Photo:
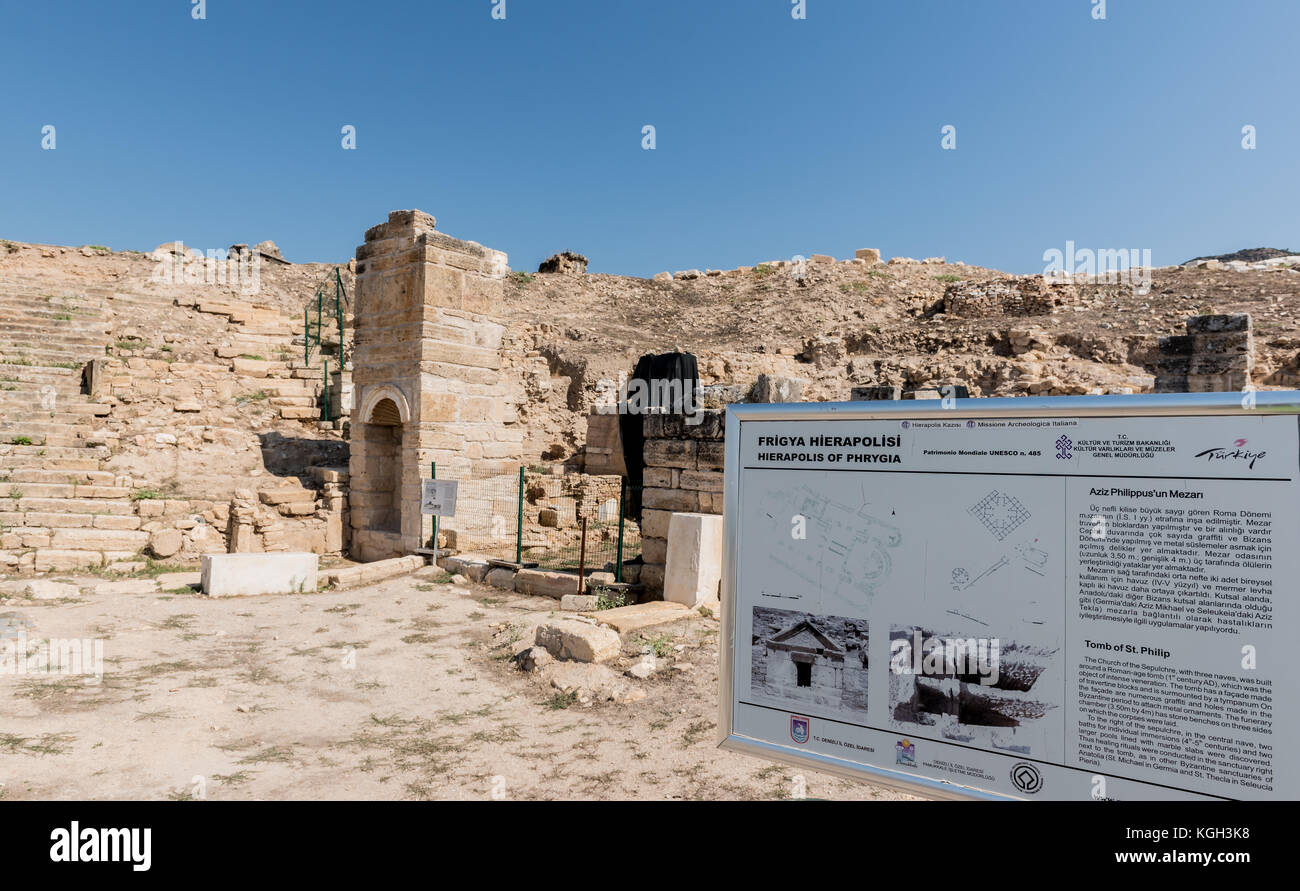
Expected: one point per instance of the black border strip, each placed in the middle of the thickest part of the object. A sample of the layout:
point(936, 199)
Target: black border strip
point(975, 748)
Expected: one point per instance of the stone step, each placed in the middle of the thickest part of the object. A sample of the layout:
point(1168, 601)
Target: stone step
point(40, 425)
point(20, 390)
point(48, 357)
point(83, 476)
point(16, 453)
point(68, 491)
point(73, 328)
point(289, 412)
point(70, 405)
point(47, 522)
point(117, 507)
point(38, 373)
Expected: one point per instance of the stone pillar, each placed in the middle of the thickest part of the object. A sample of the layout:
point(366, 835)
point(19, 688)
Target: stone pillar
point(425, 373)
point(1216, 355)
point(694, 562)
point(683, 474)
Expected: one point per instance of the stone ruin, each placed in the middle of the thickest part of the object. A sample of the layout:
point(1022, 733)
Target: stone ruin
point(1019, 295)
point(566, 263)
point(427, 376)
point(1216, 355)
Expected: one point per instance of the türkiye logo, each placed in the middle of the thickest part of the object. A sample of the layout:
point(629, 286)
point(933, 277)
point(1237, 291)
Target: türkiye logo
point(1236, 453)
point(1027, 778)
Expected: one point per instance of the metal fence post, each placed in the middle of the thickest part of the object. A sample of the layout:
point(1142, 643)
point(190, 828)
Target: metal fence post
point(326, 388)
point(581, 557)
point(519, 522)
point(623, 500)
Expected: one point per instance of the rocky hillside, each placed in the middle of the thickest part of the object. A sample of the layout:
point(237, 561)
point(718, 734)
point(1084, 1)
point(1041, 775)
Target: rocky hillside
point(902, 323)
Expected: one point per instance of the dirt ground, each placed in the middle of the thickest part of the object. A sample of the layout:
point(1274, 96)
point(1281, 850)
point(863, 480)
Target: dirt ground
point(397, 691)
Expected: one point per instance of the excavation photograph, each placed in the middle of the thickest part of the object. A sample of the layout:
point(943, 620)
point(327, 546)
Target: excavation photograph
point(766, 403)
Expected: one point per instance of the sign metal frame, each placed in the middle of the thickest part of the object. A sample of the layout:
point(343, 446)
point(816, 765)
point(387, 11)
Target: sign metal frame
point(1187, 405)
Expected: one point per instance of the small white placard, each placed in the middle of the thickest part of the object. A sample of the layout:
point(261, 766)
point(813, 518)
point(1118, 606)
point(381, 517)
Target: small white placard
point(438, 498)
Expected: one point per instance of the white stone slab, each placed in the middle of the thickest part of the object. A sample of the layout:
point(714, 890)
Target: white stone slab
point(694, 563)
point(246, 575)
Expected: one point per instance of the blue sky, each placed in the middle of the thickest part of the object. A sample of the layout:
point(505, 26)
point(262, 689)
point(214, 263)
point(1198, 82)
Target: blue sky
point(774, 135)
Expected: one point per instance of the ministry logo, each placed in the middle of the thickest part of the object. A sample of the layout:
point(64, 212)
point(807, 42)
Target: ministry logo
point(1027, 778)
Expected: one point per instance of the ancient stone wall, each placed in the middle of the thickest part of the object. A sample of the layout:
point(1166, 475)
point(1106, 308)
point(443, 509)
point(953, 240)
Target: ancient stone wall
point(684, 472)
point(1025, 295)
point(1216, 355)
point(427, 376)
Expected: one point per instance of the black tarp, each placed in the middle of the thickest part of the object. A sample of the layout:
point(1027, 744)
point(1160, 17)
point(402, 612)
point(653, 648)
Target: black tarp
point(654, 371)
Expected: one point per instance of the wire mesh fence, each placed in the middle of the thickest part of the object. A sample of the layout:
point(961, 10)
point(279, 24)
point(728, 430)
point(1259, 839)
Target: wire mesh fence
point(546, 515)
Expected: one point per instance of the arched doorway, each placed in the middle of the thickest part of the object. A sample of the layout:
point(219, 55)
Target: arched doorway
point(377, 462)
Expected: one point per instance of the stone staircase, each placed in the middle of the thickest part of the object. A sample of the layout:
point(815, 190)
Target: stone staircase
point(59, 507)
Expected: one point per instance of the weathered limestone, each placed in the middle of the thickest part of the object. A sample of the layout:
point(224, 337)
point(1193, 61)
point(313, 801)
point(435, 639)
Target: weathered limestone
point(245, 575)
point(564, 263)
point(427, 376)
point(684, 474)
point(580, 641)
point(694, 559)
point(1216, 355)
point(351, 576)
point(636, 617)
point(771, 388)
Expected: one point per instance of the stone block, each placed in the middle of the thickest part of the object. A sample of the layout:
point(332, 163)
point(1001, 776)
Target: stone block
point(243, 575)
point(580, 641)
point(545, 583)
point(671, 453)
point(50, 559)
point(875, 393)
point(654, 523)
point(702, 480)
point(501, 578)
point(694, 562)
point(579, 602)
point(670, 500)
point(1218, 323)
point(771, 388)
point(99, 540)
point(654, 550)
point(711, 455)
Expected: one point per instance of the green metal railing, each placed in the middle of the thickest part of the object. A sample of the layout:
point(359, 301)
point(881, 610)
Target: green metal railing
point(553, 520)
point(329, 301)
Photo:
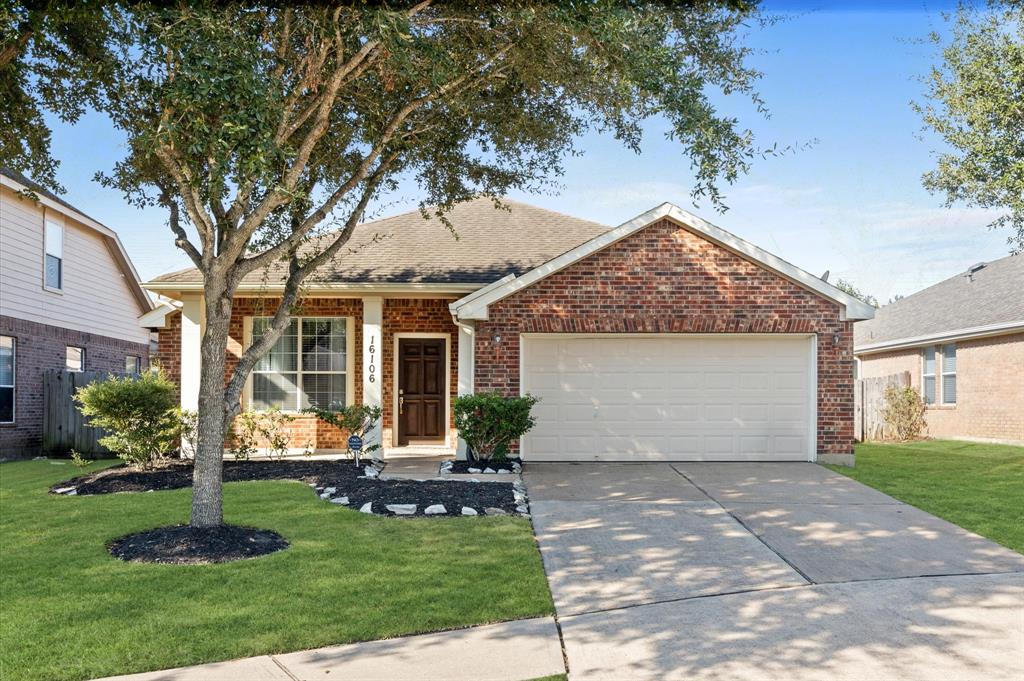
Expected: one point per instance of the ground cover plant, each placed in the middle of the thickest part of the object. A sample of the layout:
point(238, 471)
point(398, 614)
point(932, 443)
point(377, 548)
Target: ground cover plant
point(978, 486)
point(73, 611)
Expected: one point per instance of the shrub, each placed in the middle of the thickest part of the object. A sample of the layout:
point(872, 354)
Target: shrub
point(251, 429)
point(903, 413)
point(138, 414)
point(355, 420)
point(489, 422)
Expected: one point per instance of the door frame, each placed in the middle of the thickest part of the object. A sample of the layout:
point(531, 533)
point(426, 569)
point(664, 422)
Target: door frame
point(448, 381)
point(812, 436)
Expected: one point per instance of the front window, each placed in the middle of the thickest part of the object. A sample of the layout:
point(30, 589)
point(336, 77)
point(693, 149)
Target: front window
point(75, 358)
point(928, 376)
point(133, 365)
point(7, 349)
point(53, 266)
point(949, 374)
point(306, 367)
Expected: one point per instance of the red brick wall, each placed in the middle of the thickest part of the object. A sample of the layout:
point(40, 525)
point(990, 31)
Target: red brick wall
point(407, 315)
point(41, 347)
point(665, 279)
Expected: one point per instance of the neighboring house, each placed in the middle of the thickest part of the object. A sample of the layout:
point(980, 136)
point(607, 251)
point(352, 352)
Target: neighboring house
point(69, 299)
point(963, 343)
point(664, 338)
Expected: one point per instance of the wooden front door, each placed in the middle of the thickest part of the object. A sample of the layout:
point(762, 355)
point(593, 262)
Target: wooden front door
point(422, 382)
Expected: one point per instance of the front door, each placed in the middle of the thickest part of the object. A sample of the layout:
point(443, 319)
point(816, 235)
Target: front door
point(422, 382)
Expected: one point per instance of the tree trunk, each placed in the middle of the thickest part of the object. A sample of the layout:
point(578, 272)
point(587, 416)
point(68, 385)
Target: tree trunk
point(207, 508)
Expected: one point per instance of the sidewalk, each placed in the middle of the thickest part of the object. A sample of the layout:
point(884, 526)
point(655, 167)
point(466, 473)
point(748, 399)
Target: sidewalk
point(507, 651)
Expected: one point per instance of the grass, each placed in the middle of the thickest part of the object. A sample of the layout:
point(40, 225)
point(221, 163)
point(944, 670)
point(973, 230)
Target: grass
point(977, 486)
point(72, 611)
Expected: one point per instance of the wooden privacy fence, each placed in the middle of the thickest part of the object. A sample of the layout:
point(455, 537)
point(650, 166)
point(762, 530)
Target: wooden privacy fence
point(64, 426)
point(868, 402)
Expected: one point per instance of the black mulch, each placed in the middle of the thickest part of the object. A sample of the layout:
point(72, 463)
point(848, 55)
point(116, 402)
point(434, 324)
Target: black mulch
point(464, 466)
point(182, 545)
point(343, 475)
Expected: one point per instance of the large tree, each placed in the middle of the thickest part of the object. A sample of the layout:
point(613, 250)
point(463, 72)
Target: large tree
point(975, 103)
point(256, 127)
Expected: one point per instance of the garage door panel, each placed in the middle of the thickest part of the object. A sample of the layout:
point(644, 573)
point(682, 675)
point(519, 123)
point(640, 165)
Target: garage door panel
point(669, 397)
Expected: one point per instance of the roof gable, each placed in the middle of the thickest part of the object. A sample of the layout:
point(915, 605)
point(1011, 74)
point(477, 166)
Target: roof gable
point(474, 306)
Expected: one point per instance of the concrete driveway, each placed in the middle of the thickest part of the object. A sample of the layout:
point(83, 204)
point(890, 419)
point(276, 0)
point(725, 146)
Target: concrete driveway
point(767, 571)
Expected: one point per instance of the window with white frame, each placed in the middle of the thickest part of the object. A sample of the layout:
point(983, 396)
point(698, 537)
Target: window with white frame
point(8, 347)
point(949, 374)
point(53, 265)
point(308, 365)
point(928, 376)
point(75, 358)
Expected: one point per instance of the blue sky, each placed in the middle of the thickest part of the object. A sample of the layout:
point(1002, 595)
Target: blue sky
point(852, 203)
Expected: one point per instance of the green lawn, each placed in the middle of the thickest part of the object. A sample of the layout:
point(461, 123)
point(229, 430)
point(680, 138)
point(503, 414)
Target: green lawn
point(978, 486)
point(72, 611)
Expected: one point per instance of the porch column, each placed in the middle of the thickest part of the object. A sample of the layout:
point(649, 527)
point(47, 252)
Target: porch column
point(192, 335)
point(467, 352)
point(373, 318)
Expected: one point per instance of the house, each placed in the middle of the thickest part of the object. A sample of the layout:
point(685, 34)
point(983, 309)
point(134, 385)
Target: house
point(663, 338)
point(69, 299)
point(962, 341)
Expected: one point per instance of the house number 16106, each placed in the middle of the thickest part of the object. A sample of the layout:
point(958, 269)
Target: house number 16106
point(372, 350)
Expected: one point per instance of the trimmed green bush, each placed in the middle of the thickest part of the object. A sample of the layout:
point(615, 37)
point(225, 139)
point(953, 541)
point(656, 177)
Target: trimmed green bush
point(138, 413)
point(489, 422)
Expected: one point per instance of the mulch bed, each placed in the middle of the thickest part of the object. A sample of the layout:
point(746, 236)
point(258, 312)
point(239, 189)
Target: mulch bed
point(182, 545)
point(342, 475)
point(464, 466)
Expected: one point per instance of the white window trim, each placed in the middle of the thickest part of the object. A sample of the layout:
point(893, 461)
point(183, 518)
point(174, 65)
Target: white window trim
point(247, 334)
point(13, 385)
point(64, 235)
point(942, 373)
point(934, 376)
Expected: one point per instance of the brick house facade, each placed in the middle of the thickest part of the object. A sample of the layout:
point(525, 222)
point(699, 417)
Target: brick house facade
point(666, 274)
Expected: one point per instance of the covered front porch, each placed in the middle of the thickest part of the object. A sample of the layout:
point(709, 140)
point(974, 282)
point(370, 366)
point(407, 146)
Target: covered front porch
point(399, 351)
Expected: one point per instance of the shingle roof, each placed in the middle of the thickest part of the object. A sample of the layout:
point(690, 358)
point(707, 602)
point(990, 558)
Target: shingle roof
point(492, 243)
point(991, 295)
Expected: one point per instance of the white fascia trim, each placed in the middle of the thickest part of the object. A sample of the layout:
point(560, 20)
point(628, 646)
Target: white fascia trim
point(169, 288)
point(943, 337)
point(475, 306)
point(112, 238)
point(157, 317)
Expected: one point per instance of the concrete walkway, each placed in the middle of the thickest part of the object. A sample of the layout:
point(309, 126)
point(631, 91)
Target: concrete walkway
point(508, 651)
point(755, 571)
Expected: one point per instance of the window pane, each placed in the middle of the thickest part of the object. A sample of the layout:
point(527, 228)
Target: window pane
point(282, 356)
point(948, 358)
point(324, 345)
point(324, 390)
point(929, 389)
point(6, 360)
point(6, 405)
point(75, 358)
point(949, 389)
point(274, 390)
point(53, 266)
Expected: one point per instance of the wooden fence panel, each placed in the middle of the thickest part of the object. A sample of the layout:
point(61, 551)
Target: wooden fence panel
point(64, 426)
point(869, 400)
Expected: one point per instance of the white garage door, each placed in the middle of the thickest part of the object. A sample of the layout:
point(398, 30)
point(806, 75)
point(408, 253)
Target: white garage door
point(682, 397)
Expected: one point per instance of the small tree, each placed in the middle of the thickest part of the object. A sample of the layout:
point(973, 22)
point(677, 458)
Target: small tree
point(904, 413)
point(354, 420)
point(489, 422)
point(138, 413)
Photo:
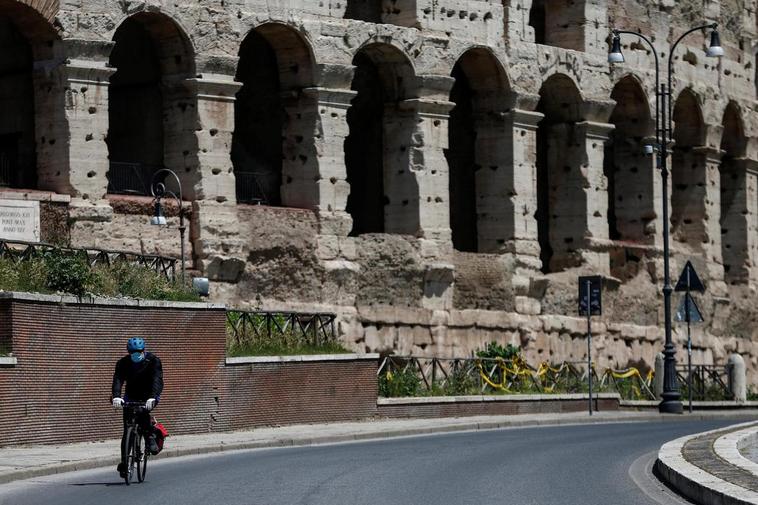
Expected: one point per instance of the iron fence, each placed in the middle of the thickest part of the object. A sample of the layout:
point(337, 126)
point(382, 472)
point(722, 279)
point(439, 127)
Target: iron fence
point(709, 382)
point(22, 251)
point(290, 329)
point(412, 375)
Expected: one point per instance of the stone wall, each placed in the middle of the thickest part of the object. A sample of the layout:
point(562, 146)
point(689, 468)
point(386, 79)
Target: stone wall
point(445, 171)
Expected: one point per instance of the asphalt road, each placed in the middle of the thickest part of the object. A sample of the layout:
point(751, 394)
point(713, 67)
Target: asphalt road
point(579, 464)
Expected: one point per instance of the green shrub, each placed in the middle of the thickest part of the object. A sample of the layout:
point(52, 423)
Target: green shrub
point(495, 350)
point(403, 382)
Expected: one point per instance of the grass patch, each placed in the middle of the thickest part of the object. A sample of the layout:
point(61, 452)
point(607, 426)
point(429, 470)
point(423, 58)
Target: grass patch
point(277, 349)
point(56, 271)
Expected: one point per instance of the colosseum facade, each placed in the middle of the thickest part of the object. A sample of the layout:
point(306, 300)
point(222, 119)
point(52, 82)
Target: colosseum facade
point(436, 172)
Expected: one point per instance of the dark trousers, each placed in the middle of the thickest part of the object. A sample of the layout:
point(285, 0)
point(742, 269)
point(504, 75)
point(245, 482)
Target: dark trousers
point(145, 424)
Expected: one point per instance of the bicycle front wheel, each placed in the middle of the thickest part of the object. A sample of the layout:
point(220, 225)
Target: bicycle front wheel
point(142, 454)
point(130, 454)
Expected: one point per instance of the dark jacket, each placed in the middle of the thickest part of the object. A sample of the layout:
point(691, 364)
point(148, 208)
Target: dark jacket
point(143, 380)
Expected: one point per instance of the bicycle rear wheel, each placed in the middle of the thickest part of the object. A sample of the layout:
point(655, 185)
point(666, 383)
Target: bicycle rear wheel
point(142, 454)
point(130, 455)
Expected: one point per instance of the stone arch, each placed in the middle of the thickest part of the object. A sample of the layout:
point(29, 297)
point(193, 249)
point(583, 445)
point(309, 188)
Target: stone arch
point(474, 141)
point(378, 145)
point(272, 140)
point(369, 11)
point(26, 36)
point(736, 194)
point(628, 170)
point(561, 203)
point(688, 171)
point(151, 106)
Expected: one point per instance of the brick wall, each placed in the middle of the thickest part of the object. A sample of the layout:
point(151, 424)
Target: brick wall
point(60, 389)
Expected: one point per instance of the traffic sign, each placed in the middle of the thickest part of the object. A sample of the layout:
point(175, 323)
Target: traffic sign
point(689, 281)
point(688, 311)
point(590, 293)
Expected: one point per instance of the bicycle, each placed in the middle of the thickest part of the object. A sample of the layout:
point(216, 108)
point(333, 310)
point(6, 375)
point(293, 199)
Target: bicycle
point(134, 452)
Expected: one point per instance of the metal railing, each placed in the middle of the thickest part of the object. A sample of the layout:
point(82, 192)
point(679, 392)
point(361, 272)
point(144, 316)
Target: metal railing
point(257, 187)
point(22, 251)
point(709, 382)
point(466, 376)
point(287, 328)
point(130, 178)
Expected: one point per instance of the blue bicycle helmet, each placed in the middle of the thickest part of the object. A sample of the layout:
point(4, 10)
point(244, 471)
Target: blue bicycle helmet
point(135, 344)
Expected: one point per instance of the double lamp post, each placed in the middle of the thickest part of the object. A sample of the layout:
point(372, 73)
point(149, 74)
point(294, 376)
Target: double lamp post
point(671, 399)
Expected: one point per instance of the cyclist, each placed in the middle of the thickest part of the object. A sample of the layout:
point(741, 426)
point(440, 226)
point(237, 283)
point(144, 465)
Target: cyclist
point(143, 373)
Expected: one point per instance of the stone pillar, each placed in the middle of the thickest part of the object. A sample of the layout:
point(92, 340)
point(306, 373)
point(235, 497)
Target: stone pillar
point(658, 377)
point(180, 140)
point(416, 175)
point(737, 379)
point(71, 119)
point(739, 203)
point(329, 172)
point(507, 187)
point(215, 114)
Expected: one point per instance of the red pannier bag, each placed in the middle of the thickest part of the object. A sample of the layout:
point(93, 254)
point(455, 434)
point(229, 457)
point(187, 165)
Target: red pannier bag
point(160, 434)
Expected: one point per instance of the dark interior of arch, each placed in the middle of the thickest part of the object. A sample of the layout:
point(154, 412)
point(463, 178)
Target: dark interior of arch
point(135, 110)
point(560, 103)
point(258, 119)
point(364, 148)
point(461, 158)
point(364, 10)
point(17, 134)
point(623, 162)
point(537, 20)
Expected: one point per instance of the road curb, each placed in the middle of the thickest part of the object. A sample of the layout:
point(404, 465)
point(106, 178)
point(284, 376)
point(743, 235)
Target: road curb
point(695, 483)
point(444, 426)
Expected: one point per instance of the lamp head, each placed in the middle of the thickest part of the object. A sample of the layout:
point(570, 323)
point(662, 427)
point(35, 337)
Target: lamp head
point(715, 49)
point(158, 218)
point(616, 56)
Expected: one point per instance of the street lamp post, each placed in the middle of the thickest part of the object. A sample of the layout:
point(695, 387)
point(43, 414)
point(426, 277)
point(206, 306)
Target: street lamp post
point(158, 190)
point(671, 399)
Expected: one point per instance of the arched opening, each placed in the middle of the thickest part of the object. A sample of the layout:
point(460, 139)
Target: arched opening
point(688, 178)
point(268, 144)
point(734, 198)
point(378, 145)
point(148, 102)
point(561, 203)
point(24, 38)
point(474, 153)
point(629, 172)
point(364, 10)
point(537, 20)
point(559, 24)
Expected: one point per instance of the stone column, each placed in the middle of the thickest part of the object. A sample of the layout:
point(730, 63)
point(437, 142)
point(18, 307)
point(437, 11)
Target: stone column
point(215, 95)
point(327, 172)
point(507, 184)
point(71, 121)
point(417, 175)
point(180, 142)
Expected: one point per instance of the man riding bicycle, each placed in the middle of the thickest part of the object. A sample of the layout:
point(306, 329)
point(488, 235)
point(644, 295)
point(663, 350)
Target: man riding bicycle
point(143, 373)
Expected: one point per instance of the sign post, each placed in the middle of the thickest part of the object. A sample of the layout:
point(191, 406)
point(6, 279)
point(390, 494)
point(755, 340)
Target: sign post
point(688, 312)
point(590, 304)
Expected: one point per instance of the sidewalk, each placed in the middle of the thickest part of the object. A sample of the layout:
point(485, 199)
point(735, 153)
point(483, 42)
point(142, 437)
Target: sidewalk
point(709, 467)
point(32, 461)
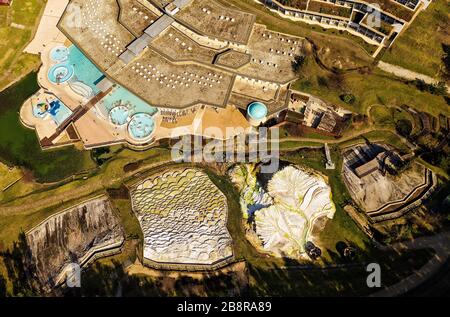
☆ ☆ ☆ ☆ ☆ ☆ ☆
• What you should do:
Reproduce verbatim the lines of the data above, starting with the line that contains "Expected: one point per instance of the dirt" and continuing through the line that contains "point(438, 498)", both included.

• Worked solution:
Expected: one point per instance of the dirt ground, each placed in the middle of the thickest part of the object. A sample of the layout:
point(1274, 96)
point(1281, 850)
point(863, 480)
Target: dirt ground
point(397, 691)
Expected: one point per instance of the excavation photograph, each placed in the middle of the thickest part of the object. A sample of the layout:
point(943, 620)
point(327, 546)
Target: excavation photograph
point(766, 403)
Expected: one point per instance of the sign metal frame, each placed in the middle of the thickest part of the object. A sample of the layout:
point(343, 446)
point(816, 765)
point(387, 11)
Target: sign metal frame
point(1187, 405)
Expected: one point per instance of the small white placard, each placed in the middle of the thickest part of the object. A sample of the layout:
point(261, 766)
point(813, 518)
point(1118, 606)
point(381, 517)
Target: small white placard
point(438, 498)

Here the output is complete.